**Exercise aim:**
Quote the listing below verbatim, starting with its first line and stopping after the line that contains "[196,39,231,85]". Omit the pictures.

**Data provided:**
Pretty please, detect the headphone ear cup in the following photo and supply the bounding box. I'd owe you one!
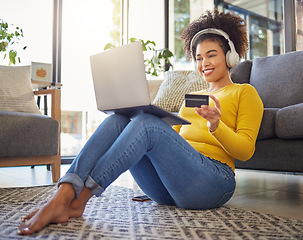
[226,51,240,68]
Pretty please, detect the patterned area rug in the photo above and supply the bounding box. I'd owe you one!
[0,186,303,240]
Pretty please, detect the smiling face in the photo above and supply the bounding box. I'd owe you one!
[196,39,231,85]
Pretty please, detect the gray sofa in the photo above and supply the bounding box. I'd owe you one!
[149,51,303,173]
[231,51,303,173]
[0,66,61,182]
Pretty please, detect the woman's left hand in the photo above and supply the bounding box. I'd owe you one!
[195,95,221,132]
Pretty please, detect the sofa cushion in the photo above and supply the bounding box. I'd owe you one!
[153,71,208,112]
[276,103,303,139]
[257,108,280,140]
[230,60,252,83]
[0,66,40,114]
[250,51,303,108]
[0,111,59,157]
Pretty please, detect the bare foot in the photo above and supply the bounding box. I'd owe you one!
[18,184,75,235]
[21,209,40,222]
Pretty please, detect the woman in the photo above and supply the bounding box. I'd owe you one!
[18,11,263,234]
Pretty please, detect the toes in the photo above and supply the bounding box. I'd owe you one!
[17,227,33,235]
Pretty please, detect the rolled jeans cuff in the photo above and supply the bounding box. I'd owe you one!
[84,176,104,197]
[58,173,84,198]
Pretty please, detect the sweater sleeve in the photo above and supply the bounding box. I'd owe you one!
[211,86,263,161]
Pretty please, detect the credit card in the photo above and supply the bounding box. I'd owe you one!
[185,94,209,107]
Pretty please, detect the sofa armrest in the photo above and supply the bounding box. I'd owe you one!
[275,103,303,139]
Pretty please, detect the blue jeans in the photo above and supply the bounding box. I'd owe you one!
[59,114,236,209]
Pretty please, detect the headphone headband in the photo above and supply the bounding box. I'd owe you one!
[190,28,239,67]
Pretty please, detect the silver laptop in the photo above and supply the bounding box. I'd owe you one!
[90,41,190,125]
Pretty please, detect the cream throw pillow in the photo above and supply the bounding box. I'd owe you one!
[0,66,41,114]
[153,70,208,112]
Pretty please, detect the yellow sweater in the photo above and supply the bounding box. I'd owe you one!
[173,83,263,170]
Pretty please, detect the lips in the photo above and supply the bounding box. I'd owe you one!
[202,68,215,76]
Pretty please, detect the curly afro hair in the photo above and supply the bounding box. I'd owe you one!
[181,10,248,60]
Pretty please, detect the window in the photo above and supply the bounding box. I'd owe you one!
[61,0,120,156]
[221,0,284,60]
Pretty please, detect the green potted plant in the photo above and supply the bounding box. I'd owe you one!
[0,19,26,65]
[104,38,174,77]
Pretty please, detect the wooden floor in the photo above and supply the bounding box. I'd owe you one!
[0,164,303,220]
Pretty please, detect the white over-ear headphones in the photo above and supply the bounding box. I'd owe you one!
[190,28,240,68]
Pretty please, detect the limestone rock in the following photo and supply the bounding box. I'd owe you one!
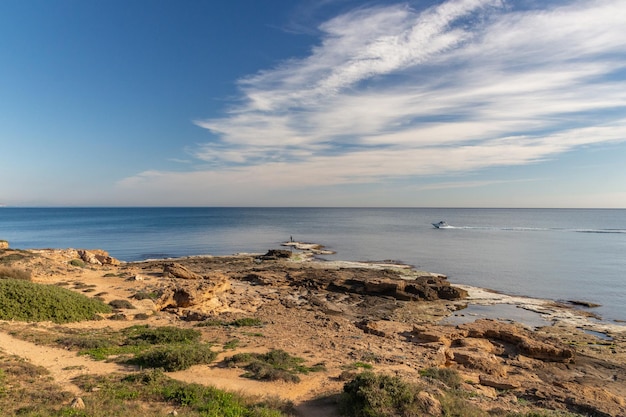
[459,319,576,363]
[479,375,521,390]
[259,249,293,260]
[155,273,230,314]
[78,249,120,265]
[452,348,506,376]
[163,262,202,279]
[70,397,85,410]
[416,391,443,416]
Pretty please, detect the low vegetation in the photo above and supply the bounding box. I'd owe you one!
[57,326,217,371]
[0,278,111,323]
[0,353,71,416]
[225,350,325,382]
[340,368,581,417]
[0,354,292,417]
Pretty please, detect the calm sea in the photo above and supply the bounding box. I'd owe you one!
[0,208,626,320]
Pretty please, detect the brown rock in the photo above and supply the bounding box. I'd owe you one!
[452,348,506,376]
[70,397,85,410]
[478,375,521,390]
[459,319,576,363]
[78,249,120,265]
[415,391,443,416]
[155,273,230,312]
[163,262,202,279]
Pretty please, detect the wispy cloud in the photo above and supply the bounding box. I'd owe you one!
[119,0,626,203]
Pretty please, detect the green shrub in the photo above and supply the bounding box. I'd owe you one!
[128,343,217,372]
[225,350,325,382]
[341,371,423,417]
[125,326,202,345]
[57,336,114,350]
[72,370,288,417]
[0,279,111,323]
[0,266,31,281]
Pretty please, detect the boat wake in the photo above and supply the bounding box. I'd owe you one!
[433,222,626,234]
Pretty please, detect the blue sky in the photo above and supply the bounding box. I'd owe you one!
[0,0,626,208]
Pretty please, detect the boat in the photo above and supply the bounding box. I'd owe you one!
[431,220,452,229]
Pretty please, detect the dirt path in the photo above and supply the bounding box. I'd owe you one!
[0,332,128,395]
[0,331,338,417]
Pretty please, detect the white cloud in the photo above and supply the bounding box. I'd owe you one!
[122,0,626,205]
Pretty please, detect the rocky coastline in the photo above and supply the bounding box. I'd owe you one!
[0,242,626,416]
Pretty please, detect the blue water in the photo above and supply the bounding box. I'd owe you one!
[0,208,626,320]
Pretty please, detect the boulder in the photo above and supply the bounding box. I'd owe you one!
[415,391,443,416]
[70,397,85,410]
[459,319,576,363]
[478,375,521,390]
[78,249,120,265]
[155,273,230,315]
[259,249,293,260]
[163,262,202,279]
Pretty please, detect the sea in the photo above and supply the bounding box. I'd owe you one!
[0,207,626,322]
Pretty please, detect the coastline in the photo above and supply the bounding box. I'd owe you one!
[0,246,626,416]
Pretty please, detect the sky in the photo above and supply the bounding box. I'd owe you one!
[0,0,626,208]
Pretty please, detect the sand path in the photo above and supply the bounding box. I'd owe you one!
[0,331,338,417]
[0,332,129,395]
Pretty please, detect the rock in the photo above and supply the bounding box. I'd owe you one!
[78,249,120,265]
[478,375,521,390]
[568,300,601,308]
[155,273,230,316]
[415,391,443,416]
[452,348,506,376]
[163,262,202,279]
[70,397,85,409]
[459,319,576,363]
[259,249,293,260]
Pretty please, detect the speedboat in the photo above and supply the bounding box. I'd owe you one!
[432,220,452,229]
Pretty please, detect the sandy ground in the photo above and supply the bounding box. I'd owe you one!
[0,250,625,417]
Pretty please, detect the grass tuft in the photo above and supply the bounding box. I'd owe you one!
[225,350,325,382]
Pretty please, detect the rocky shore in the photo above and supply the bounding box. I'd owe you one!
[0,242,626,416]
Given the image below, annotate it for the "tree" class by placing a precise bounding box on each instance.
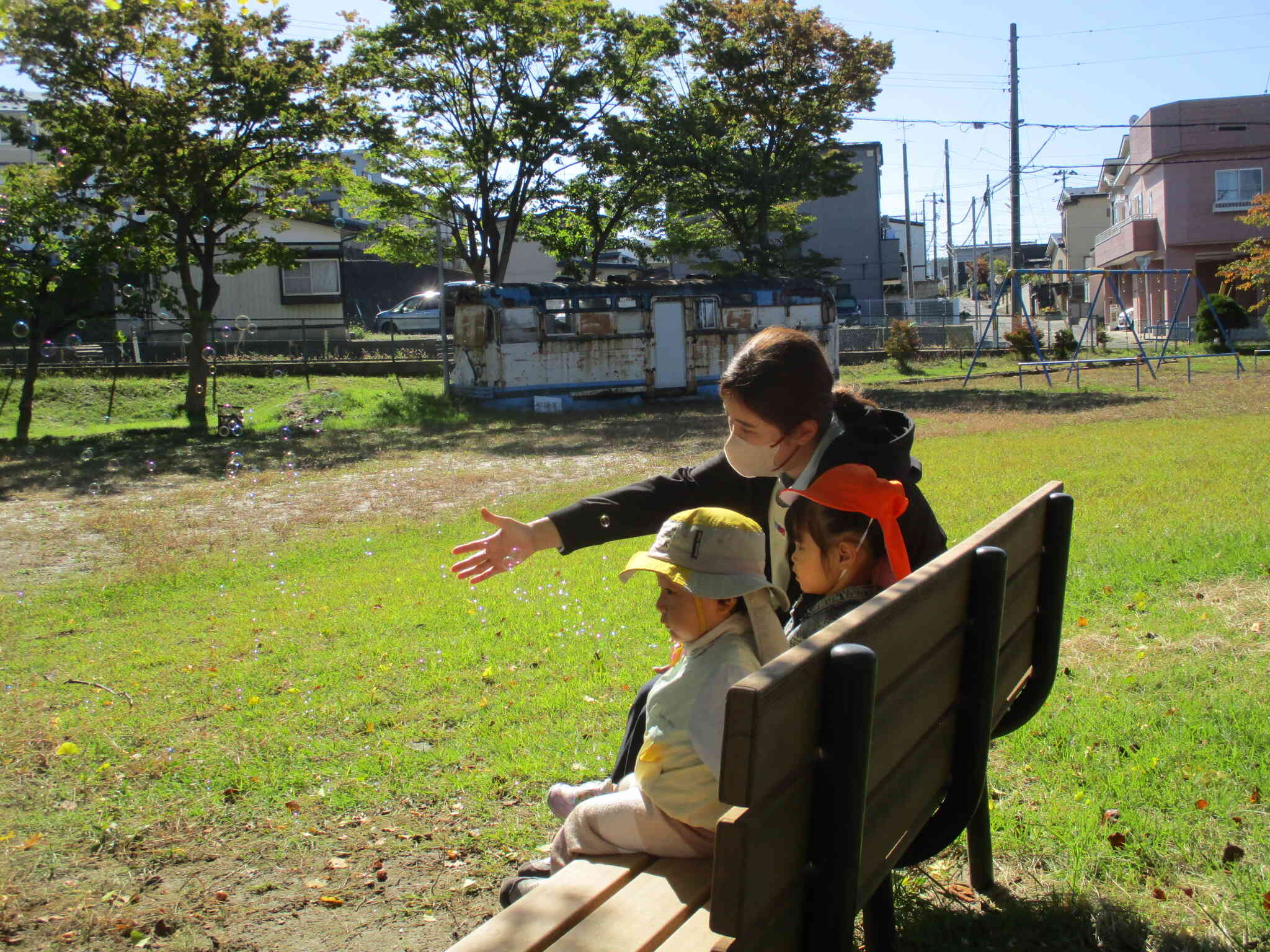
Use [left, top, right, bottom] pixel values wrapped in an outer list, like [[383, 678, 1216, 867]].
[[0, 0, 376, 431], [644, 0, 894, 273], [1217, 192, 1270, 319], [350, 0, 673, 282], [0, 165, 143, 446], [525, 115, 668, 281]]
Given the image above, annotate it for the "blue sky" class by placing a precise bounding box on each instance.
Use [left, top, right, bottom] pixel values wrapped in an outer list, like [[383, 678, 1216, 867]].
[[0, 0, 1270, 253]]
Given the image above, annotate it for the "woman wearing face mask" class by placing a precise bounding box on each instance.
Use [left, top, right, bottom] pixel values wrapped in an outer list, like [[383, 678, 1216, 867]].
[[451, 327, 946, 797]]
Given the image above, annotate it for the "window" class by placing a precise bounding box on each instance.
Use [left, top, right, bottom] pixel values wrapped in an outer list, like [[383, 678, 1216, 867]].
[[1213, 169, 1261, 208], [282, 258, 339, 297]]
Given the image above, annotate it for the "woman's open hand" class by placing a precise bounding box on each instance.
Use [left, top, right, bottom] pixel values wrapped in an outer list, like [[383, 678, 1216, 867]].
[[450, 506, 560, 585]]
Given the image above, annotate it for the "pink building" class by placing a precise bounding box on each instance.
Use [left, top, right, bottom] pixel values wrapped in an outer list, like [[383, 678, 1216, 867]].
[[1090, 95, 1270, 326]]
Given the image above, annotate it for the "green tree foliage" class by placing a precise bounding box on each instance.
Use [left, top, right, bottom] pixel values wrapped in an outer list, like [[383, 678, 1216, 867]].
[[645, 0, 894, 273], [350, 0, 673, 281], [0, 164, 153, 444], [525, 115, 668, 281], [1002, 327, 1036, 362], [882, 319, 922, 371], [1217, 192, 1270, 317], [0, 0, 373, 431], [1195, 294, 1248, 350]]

**Final result:**
Pretty please, detect the headphone ear cup in the following photo and supply the bounding box. I'd owe you one!
[226,51,240,68]
Pretty please, detect the patterned area rug in the photo above and supply the bounding box. I'd owe you one!
[0,186,303,240]
Pretty please, detect the smiling face in the photo above and supply the bounding box. I'd owe you one!
[196,39,231,85]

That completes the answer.